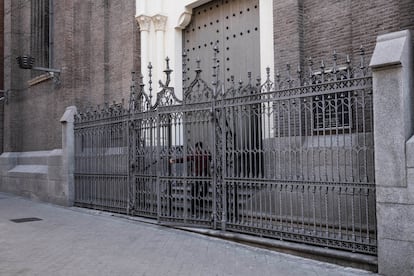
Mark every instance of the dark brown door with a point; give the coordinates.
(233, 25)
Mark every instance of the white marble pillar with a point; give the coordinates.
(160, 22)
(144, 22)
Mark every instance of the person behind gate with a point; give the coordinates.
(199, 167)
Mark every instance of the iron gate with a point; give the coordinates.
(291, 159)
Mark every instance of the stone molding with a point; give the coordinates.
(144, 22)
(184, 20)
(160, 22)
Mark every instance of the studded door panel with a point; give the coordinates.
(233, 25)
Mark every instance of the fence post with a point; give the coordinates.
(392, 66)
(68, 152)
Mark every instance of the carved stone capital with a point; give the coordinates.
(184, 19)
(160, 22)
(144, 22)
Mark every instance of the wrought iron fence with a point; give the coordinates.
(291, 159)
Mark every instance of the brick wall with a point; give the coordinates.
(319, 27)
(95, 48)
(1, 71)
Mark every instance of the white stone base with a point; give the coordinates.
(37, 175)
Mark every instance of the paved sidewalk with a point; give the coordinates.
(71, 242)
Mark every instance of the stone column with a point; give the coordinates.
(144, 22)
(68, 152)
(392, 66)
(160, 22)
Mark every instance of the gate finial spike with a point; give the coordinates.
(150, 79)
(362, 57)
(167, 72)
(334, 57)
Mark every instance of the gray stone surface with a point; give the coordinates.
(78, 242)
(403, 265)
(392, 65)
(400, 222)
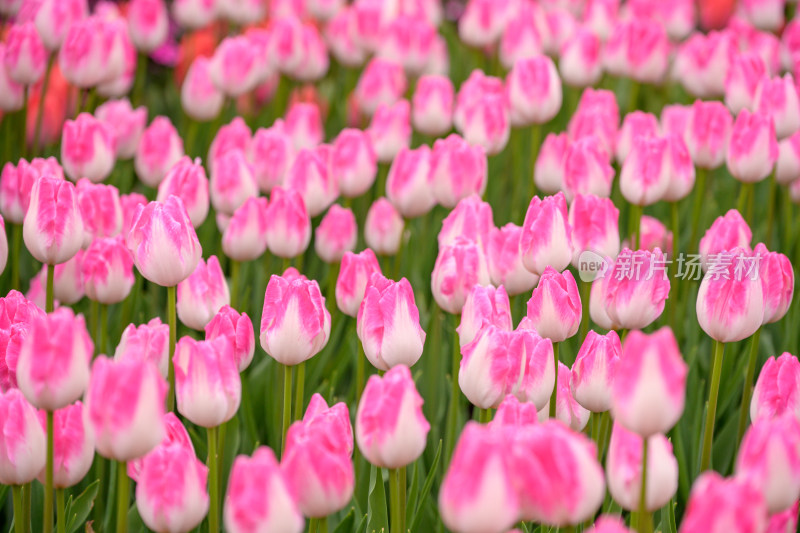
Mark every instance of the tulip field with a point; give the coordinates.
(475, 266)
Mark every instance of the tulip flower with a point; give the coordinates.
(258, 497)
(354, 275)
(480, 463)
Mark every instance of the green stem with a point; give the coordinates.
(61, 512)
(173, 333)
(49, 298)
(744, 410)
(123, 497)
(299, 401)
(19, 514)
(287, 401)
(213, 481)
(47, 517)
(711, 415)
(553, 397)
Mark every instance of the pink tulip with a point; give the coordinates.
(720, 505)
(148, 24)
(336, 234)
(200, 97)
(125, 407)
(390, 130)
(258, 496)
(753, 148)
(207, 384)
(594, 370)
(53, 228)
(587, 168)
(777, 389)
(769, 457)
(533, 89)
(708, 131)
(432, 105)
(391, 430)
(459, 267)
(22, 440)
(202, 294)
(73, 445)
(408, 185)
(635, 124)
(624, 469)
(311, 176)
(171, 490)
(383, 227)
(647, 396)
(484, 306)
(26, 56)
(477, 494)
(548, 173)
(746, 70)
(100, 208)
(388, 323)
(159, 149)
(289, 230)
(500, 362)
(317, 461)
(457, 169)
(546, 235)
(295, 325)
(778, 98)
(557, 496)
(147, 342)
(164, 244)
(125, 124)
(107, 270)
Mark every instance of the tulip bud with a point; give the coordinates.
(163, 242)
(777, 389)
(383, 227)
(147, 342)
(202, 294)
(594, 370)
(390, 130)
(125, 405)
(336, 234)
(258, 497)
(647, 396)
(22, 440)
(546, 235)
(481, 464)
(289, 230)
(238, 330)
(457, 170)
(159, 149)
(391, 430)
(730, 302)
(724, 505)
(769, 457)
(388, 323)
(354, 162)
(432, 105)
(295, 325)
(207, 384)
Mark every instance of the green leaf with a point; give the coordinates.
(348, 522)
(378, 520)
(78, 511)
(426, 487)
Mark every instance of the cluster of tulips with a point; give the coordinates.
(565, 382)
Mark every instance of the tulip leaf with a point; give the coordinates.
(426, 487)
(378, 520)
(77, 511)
== == ==
- Problem to solve: Exactly reproduce the entries above, minus the pictures.

- Task response:
Mark every instance of the dark brown door with a point; give the coordinates.
(233, 25)
Mark every instance of the white marble pillar with a point; give the coordinates.
(160, 22)
(144, 22)
Mark every instance of the person behind gate with a point; give the coordinates.
(199, 167)
Mark every instance of the iron gate with a point; give the coordinates.
(291, 159)
Mark every instance of the stone molding with a point; give the coordinates.
(144, 22)
(184, 20)
(160, 22)
Mark every instance of the studded door panel with a point; give the coordinates.
(233, 25)
Mark every instance of the fence post with a point; give the coordinates.
(392, 66)
(68, 152)
Mark every instance of the carved stone capital with a point; give the coordinates.
(184, 19)
(160, 22)
(144, 22)
Mark every instance of the wrought iron fence with a point; give the coordinates.
(291, 159)
Mark every instance of the brick wall with a point; give the coordinates.
(319, 27)
(95, 48)
(1, 71)
Mark every instance of the white stone base with a point; give the coordinates.
(37, 175)
Mark every instance of the paved sidewalk with a point; give the coordinates.
(71, 242)
Mark every instance of the stone column with a point; give the coordinates.
(144, 22)
(68, 152)
(392, 66)
(160, 22)
Mark every instance of the gate finial spike with a point; give the coordinates.
(150, 79)
(362, 57)
(167, 72)
(334, 57)
Mark every instance of the gray stone surface with a point; give the coordinates.
(78, 242)
(403, 265)
(392, 65)
(400, 222)
Mark every instance of the tulip field with a point; give the coordinates.
(475, 266)
Mark every instance of the tulip flower with a point; give the coordinates.
(258, 497)
(354, 275)
(480, 463)
Mark every instance of the green stem with a point; give the coordinates.
(61, 512)
(173, 333)
(49, 298)
(744, 410)
(123, 497)
(299, 401)
(19, 514)
(287, 401)
(213, 481)
(47, 517)
(711, 415)
(553, 397)
Mark every instance of the pink tulip with a point; give the coordinates.
(720, 505)
(148, 24)
(336, 234)
(200, 97)
(125, 407)
(390, 130)
(258, 496)
(753, 148)
(207, 384)
(594, 370)
(53, 228)
(587, 168)
(777, 389)
(769, 457)
(533, 89)
(708, 131)
(432, 105)
(391, 430)
(459, 267)
(22, 440)
(202, 294)
(73, 445)
(408, 185)
(635, 124)
(624, 469)
(311, 176)
(171, 490)
(383, 227)
(647, 396)
(484, 306)
(26, 56)
(477, 494)
(548, 173)
(746, 70)
(100, 208)
(388, 323)
(159, 149)
(289, 230)
(500, 362)
(317, 461)
(457, 169)
(546, 235)
(295, 325)
(778, 98)
(557, 496)
(147, 342)
(164, 244)
(125, 124)
(107, 270)
Mark every instance of the tulip bud with a point; give the coordinates.
(163, 242)
(777, 389)
(383, 227)
(147, 342)
(202, 294)
(594, 370)
(390, 130)
(125, 405)
(336, 234)
(258, 497)
(647, 396)
(22, 440)
(546, 235)
(481, 464)
(289, 230)
(238, 330)
(457, 170)
(159, 149)
(391, 430)
(730, 302)
(724, 505)
(769, 457)
(388, 323)
(354, 162)
(432, 105)
(295, 325)
(207, 384)
Mark every instance of the green leaf with a point; give the coordinates.
(348, 522)
(378, 520)
(78, 511)
(426, 487)
Mark every instance of the cluster of tulips with a point; give the coordinates.
(565, 382)
Mark every instance of the tulip leaf with a point; give the coordinates.
(426, 487)
(378, 520)
(77, 511)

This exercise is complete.